THE PROBLEM: Count the records lines below that contain the word "above", and reply with that number alone.
----
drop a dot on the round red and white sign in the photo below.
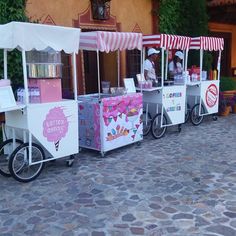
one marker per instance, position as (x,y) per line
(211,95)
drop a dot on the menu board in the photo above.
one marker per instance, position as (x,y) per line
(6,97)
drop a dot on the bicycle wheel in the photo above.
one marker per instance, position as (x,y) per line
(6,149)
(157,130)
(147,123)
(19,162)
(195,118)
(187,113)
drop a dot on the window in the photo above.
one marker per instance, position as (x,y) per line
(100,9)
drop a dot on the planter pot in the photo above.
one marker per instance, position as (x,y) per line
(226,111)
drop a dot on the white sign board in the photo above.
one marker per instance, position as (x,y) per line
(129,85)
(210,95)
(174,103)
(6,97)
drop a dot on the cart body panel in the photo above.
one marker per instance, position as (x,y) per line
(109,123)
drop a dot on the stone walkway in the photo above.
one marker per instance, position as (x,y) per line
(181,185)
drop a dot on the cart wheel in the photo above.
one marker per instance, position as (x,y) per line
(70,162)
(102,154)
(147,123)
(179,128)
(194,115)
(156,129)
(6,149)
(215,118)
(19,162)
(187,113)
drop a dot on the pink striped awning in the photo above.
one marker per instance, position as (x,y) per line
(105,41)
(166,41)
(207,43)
----
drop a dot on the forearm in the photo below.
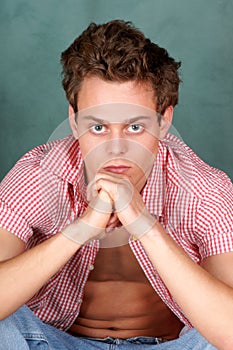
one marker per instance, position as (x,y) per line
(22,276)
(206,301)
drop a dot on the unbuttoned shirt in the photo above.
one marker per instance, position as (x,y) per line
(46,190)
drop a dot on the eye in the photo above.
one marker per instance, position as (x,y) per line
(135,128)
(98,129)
----
COMPLETE RESPONSE: 11